__PROBLEM REQUIREMENTS__
Extract every line of the records that contains the word "chair", copying each line in full.

-- start of MATERIAL FOR THIS TASK --

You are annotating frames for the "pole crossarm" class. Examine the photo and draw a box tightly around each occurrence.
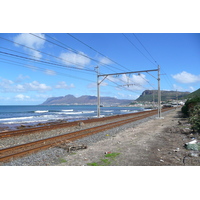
[96,65,161,119]
[98,69,158,77]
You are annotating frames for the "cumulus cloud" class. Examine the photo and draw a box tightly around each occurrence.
[13,33,45,59]
[108,74,148,90]
[98,57,113,65]
[55,81,75,90]
[15,94,30,101]
[172,71,200,84]
[60,52,90,68]
[15,74,30,83]
[0,79,52,93]
[44,69,56,76]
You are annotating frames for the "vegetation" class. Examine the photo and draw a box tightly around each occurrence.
[189,105,200,133]
[185,88,200,99]
[136,90,189,102]
[182,96,200,116]
[182,95,200,132]
[87,153,120,166]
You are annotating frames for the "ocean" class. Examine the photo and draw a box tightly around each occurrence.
[0,105,144,130]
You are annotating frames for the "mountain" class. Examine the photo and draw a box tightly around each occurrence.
[42,94,133,105]
[185,88,200,99]
[136,90,190,101]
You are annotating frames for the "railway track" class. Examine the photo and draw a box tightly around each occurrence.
[0,108,159,139]
[0,109,173,162]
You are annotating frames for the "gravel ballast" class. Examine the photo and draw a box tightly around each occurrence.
[1,111,173,166]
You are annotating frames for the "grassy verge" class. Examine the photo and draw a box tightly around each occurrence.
[87,153,120,166]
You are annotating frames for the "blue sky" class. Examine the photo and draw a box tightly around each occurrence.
[0,33,200,105]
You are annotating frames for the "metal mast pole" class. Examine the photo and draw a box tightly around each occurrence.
[96,66,100,118]
[158,65,161,118]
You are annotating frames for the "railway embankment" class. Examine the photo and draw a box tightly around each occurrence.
[58,109,200,166]
[1,109,199,166]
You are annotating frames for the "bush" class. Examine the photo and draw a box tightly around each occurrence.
[189,105,200,132]
[181,96,200,116]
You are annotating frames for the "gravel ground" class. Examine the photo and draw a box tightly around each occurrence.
[0,111,172,166]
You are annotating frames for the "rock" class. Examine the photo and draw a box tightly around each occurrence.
[78,122,85,126]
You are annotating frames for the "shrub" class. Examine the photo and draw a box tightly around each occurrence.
[189,105,200,132]
[181,96,200,116]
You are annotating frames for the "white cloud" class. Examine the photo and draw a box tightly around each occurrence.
[172,71,200,83]
[14,33,45,59]
[108,74,148,90]
[60,52,90,68]
[87,82,108,88]
[15,94,30,101]
[173,84,195,92]
[0,79,52,93]
[15,74,30,83]
[24,81,52,92]
[44,69,56,76]
[55,81,75,90]
[98,57,113,65]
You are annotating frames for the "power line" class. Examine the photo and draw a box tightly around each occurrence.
[29,33,125,70]
[0,37,94,69]
[67,33,130,70]
[0,51,94,72]
[0,58,94,83]
[133,33,158,65]
[122,33,155,65]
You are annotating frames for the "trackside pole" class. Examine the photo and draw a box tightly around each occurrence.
[96,66,100,118]
[157,65,162,119]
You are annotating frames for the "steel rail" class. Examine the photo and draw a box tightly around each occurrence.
[0,110,160,139]
[0,109,173,162]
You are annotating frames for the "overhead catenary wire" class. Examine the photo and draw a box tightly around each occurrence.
[67,33,130,70]
[0,37,94,69]
[133,33,158,65]
[0,51,93,72]
[122,33,158,65]
[29,33,126,70]
[0,58,94,83]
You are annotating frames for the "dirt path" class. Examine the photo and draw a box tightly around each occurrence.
[59,109,200,166]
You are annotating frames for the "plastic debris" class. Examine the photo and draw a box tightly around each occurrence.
[184,140,200,151]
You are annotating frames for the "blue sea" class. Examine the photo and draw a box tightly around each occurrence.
[0,105,144,129]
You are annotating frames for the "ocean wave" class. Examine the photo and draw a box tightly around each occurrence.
[34,110,49,113]
[61,109,74,112]
[0,116,34,122]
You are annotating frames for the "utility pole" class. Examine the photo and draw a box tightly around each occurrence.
[96,65,161,118]
[158,65,161,118]
[95,66,100,118]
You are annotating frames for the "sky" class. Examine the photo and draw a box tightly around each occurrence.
[0,33,200,105]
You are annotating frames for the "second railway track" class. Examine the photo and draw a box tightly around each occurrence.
[0,109,173,162]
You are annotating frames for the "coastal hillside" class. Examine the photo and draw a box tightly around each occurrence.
[42,94,133,105]
[185,88,200,99]
[136,90,190,101]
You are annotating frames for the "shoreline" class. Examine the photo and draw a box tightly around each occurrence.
[2,109,194,166]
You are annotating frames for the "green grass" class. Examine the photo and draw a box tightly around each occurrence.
[105,153,120,158]
[87,162,98,166]
[59,158,67,163]
[87,153,120,166]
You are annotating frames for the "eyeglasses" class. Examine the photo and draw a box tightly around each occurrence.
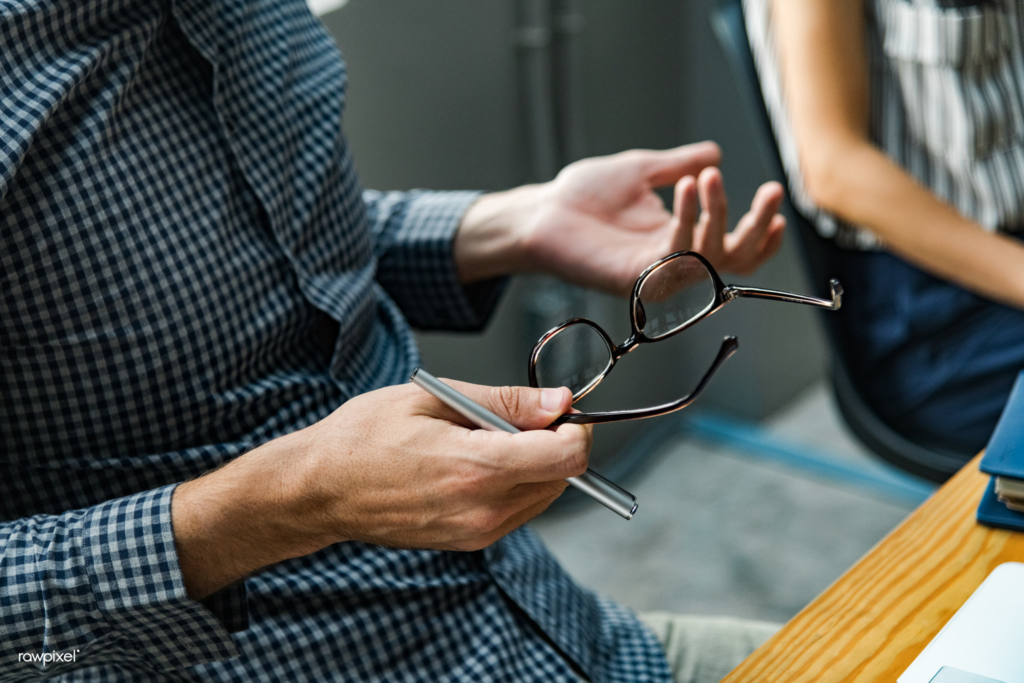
[529,251,843,424]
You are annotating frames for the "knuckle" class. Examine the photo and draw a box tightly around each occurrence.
[498,386,528,416]
[565,430,591,476]
[463,508,502,540]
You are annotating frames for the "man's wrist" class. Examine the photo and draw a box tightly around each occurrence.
[171,431,341,600]
[454,184,546,285]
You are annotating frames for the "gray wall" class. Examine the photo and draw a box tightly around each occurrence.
[324,0,823,460]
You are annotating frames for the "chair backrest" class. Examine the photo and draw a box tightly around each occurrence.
[711,0,973,481]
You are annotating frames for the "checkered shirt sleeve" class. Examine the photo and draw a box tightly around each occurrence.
[362,190,507,331]
[0,486,238,681]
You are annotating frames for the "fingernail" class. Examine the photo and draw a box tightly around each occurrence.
[541,389,562,413]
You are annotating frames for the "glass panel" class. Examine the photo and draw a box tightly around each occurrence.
[537,323,611,398]
[637,255,715,339]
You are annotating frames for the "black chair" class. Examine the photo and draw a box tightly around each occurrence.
[711,0,970,482]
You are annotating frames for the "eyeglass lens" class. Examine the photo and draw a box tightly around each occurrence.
[637,254,715,340]
[537,323,611,398]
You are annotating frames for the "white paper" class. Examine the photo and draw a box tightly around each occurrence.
[306,0,348,16]
[899,562,1024,683]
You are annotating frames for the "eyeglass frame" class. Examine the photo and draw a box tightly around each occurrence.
[528,251,843,425]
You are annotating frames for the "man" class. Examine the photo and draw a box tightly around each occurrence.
[0,0,783,681]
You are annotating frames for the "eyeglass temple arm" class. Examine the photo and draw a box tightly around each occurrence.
[723,280,843,310]
[552,337,739,425]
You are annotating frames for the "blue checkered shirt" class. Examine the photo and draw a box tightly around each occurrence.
[0,0,671,683]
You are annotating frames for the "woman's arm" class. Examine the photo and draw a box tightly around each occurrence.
[772,0,1024,308]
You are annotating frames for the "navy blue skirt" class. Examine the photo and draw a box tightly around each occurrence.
[828,236,1024,454]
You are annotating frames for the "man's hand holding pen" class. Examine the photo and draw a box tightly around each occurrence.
[174,382,591,599]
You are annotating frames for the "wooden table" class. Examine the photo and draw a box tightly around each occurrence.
[723,456,1024,683]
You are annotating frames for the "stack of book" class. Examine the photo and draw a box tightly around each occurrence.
[978,372,1024,530]
[995,477,1024,512]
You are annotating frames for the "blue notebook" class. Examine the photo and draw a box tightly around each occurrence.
[978,372,1024,531]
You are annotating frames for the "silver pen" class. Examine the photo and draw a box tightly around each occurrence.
[410,368,638,519]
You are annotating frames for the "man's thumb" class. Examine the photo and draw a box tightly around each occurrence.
[481,387,572,430]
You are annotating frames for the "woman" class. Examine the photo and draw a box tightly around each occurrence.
[744,0,1024,456]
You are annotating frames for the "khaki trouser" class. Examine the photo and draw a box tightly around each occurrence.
[639,612,779,683]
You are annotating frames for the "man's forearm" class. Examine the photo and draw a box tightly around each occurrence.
[455,185,543,285]
[171,432,340,600]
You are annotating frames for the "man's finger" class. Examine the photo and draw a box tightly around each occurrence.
[434,379,572,431]
[664,175,699,256]
[723,182,782,274]
[693,168,729,263]
[633,141,722,187]
[463,425,593,484]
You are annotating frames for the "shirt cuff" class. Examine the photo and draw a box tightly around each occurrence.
[84,485,241,669]
[377,190,508,331]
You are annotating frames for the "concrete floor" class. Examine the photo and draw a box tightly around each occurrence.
[532,386,910,622]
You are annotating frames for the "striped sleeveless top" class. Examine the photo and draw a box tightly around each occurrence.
[743,0,1024,250]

-- end of MATERIAL FOR THIS TASK --

__EXERCISE RESULT__
You are annotating frames for the "chair backrest" class. Examine the photo and draw a box tightly around each occurrence.
You are annotating frames for the "black chair" class. Examine the photo and draw a box tightly around each occurrence.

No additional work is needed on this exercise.